====== EXERCISE MATERIALS ======

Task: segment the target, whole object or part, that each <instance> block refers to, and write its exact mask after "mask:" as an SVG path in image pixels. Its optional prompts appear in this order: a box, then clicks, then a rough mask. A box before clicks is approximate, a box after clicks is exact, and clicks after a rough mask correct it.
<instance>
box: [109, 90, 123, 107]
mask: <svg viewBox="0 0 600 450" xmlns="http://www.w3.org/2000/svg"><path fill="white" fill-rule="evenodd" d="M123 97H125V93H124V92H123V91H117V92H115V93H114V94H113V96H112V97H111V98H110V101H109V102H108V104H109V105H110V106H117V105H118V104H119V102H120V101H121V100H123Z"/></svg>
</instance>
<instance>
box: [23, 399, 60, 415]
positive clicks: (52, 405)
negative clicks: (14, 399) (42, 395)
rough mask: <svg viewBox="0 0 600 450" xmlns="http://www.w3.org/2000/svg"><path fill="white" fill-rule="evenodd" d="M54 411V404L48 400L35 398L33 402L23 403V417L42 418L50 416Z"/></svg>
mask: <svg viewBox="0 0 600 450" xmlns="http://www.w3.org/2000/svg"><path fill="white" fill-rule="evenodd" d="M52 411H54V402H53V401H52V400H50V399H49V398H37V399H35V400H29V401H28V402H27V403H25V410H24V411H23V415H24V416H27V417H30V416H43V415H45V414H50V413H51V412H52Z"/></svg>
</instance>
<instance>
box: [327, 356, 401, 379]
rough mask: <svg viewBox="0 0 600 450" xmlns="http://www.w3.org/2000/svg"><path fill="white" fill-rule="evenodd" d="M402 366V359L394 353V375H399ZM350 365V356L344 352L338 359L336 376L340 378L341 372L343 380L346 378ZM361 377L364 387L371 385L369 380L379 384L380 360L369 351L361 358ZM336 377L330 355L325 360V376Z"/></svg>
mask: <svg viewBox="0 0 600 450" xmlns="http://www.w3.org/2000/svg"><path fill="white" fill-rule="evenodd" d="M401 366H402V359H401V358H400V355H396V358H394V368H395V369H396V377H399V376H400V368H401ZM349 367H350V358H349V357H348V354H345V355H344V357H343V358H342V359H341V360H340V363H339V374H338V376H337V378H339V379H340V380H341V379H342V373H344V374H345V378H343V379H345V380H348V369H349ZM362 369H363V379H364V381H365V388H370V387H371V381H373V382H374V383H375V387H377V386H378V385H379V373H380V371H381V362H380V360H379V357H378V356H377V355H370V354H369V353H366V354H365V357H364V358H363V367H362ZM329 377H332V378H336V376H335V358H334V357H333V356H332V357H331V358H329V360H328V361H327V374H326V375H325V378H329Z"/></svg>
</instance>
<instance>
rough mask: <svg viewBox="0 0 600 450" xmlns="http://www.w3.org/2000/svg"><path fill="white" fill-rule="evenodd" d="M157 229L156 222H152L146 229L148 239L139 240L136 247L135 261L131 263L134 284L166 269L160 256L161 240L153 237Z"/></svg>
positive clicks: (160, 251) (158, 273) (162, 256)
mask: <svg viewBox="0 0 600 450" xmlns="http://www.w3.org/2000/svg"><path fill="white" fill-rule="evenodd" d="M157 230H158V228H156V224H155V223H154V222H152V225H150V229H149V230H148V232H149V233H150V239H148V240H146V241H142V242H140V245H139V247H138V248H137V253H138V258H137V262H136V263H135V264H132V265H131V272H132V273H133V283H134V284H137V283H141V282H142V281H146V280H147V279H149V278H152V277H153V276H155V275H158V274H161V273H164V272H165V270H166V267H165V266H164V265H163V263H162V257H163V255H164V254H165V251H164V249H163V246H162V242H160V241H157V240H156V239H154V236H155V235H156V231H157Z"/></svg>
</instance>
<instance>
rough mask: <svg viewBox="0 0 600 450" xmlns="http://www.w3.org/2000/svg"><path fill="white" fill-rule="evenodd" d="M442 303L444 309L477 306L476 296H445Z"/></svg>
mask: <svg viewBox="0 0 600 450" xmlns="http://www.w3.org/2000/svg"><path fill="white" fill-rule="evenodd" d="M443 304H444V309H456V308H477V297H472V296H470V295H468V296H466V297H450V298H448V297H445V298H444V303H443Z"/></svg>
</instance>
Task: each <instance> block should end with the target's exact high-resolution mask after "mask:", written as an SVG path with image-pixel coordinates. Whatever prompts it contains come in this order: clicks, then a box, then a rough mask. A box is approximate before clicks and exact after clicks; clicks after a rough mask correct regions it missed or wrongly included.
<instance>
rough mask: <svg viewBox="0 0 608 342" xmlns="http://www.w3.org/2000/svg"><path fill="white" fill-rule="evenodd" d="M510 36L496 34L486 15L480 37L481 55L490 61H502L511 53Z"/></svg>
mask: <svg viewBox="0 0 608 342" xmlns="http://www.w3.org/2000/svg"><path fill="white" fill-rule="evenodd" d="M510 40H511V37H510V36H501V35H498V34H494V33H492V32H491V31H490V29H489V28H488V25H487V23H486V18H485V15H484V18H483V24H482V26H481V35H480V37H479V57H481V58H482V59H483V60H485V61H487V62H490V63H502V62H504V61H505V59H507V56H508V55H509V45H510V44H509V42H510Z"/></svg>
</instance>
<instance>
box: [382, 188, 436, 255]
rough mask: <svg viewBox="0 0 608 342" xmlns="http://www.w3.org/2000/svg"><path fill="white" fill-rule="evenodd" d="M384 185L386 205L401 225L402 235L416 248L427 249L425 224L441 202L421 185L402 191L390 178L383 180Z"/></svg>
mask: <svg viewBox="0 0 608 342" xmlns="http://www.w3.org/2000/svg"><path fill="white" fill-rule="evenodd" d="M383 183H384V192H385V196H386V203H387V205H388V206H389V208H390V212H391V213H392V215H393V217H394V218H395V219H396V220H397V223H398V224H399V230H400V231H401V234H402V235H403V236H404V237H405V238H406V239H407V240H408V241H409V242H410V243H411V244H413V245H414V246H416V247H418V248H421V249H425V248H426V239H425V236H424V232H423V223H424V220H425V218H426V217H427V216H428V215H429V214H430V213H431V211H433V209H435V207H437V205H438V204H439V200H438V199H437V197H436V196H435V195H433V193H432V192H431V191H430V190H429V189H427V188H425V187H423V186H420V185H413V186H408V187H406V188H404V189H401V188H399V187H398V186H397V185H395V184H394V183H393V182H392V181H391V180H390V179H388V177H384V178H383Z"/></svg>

======

» WHAT NEEDS TO BE DONE
Reproduce the data in full, precisely as given.

» RESULT FOR THIS TASK
Task: segment the target, whole object or part, that each <instance> block refers to, and write its exact mask after "mask:" as an SVG path in image pixels. Its optional prompts appear in this order: a box, then clicks, then a rough mask. A box before clicks is approximate, a box after clicks is exact, and clicks after a rough mask correct it.
<instance>
box: [109, 90, 123, 107]
mask: <svg viewBox="0 0 600 450" xmlns="http://www.w3.org/2000/svg"><path fill="white" fill-rule="evenodd" d="M123 97H125V93H124V92H123V91H117V92H115V93H114V94H113V96H112V97H111V98H110V101H109V102H108V104H109V105H110V106H117V105H118V104H119V102H120V101H121V100H123Z"/></svg>
</instance>
<instance>
box: [23, 399, 60, 415]
positive clicks: (52, 405)
negative clicks: (14, 399) (42, 395)
rough mask: <svg viewBox="0 0 600 450" xmlns="http://www.w3.org/2000/svg"><path fill="white" fill-rule="evenodd" d="M54 411V404L48 400L35 398L33 402L23 403V417L42 418L50 416Z"/></svg>
mask: <svg viewBox="0 0 600 450" xmlns="http://www.w3.org/2000/svg"><path fill="white" fill-rule="evenodd" d="M52 411H54V402H53V401H52V400H50V399H49V398H37V399H35V400H29V401H28V402H27V403H25V410H24V411H23V415H24V416H27V417H30V416H43V415H45V414H50V413H51V412H52Z"/></svg>
</instance>
<instance>
box: [327, 356, 401, 379]
rough mask: <svg viewBox="0 0 600 450" xmlns="http://www.w3.org/2000/svg"><path fill="white" fill-rule="evenodd" d="M402 366V359L394 353V375H399ZM350 365V356L344 352L338 359L336 376L340 378L341 372L343 380L346 378ZM361 377L364 387L371 385L369 380L379 384L380 360L369 351L361 358ZM336 377L330 355L325 360V376Z"/></svg>
mask: <svg viewBox="0 0 600 450" xmlns="http://www.w3.org/2000/svg"><path fill="white" fill-rule="evenodd" d="M401 366H402V359H401V358H400V355H396V358H394V368H395V369H396V377H399V376H400V368H401ZM349 367H350V358H349V357H348V354H345V355H344V357H343V358H342V359H341V360H340V363H339V374H338V376H337V378H339V379H340V380H341V379H342V373H344V374H345V378H343V379H345V380H348V369H349ZM362 369H363V379H364V381H365V388H370V387H371V381H373V382H374V383H375V387H377V386H378V385H379V373H380V371H381V362H380V360H379V357H378V356H377V355H370V354H369V353H366V354H365V357H364V358H363V367H362ZM329 377H332V378H336V376H335V358H334V357H333V356H332V357H331V358H329V360H328V361H327V374H326V375H325V378H329Z"/></svg>
</instance>
<instance>
rough mask: <svg viewBox="0 0 600 450" xmlns="http://www.w3.org/2000/svg"><path fill="white" fill-rule="evenodd" d="M157 229L156 222H152L146 229L148 239L139 240L136 247L135 261L131 263L134 284L166 269L160 256L161 240L153 237Z"/></svg>
positive clicks: (160, 251) (158, 273) (162, 256)
mask: <svg viewBox="0 0 600 450" xmlns="http://www.w3.org/2000/svg"><path fill="white" fill-rule="evenodd" d="M157 230H158V228H156V224H155V223H154V222H152V225H150V229H149V230H148V232H149V233H150V239H148V240H146V241H142V242H140V245H139V247H138V248H137V253H138V258H137V262H136V263H135V264H132V265H131V272H132V273H133V283H134V284H137V283H141V282H142V281H146V280H147V279H149V278H152V277H153V276H155V275H158V274H161V273H164V272H165V270H166V267H165V266H164V265H163V263H162V257H163V255H164V254H165V251H164V249H163V246H162V242H160V241H157V240H156V239H154V236H155V235H156V231H157Z"/></svg>
</instance>
<instance>
rough mask: <svg viewBox="0 0 600 450" xmlns="http://www.w3.org/2000/svg"><path fill="white" fill-rule="evenodd" d="M442 303L444 309L477 306L476 296H445Z"/></svg>
mask: <svg viewBox="0 0 600 450" xmlns="http://www.w3.org/2000/svg"><path fill="white" fill-rule="evenodd" d="M443 304H444V309H456V308H477V297H472V296H470V295H468V296H466V297H450V298H448V297H445V298H444V303H443Z"/></svg>
</instance>
Task: each <instance> block should end with the target's exact high-resolution mask after "mask:", written as an SVG path with image-pixel coordinates. Whatever prompts it contains come in this order: clicks, then a box, then a rough mask. A box is approximate before clicks and exact after clicks; clicks after a rough mask correct regions it missed or wrongly included.
<instance>
rough mask: <svg viewBox="0 0 608 342" xmlns="http://www.w3.org/2000/svg"><path fill="white" fill-rule="evenodd" d="M510 36L496 34L486 15L480 37L481 55L490 61H502L511 53Z"/></svg>
mask: <svg viewBox="0 0 608 342" xmlns="http://www.w3.org/2000/svg"><path fill="white" fill-rule="evenodd" d="M510 40H511V37H510V36H501V35H498V34H494V33H492V32H491V31H490V29H489V28H488V25H487V23H486V18H485V15H484V18H483V24H482V26H481V35H480V37H479V57H481V58H482V59H483V60H485V61H487V62H490V63H502V62H504V61H505V59H507V56H508V55H509V45H510V44H509V42H510Z"/></svg>
</instance>
<instance>
box: [382, 188, 436, 255]
rough mask: <svg viewBox="0 0 608 342" xmlns="http://www.w3.org/2000/svg"><path fill="white" fill-rule="evenodd" d="M384 185L386 205L401 225L402 235L416 248L427 249L425 224L441 202L421 185L402 191L390 178L383 180Z"/></svg>
mask: <svg viewBox="0 0 608 342" xmlns="http://www.w3.org/2000/svg"><path fill="white" fill-rule="evenodd" d="M383 183H384V192H385V196H386V203H387V205H388V206H389V208H390V212H391V213H392V215H393V217H394V218H395V219H396V220H397V223H398V224H399V230H400V231H401V234H402V235H403V236H404V237H405V238H406V239H407V240H408V241H409V242H410V243H411V244H413V245H414V246H416V247H418V248H421V249H425V248H426V239H425V236H424V232H423V223H424V220H425V218H426V217H427V216H428V215H429V214H430V213H431V211H433V209H435V207H437V205H438V204H439V200H438V199H437V197H436V196H435V195H433V193H432V192H431V191H430V190H429V189H427V188H425V187H423V186H420V185H413V186H408V187H406V188H404V189H401V188H399V187H398V186H397V185H395V184H394V183H393V182H392V181H391V180H390V179H388V177H384V178H383Z"/></svg>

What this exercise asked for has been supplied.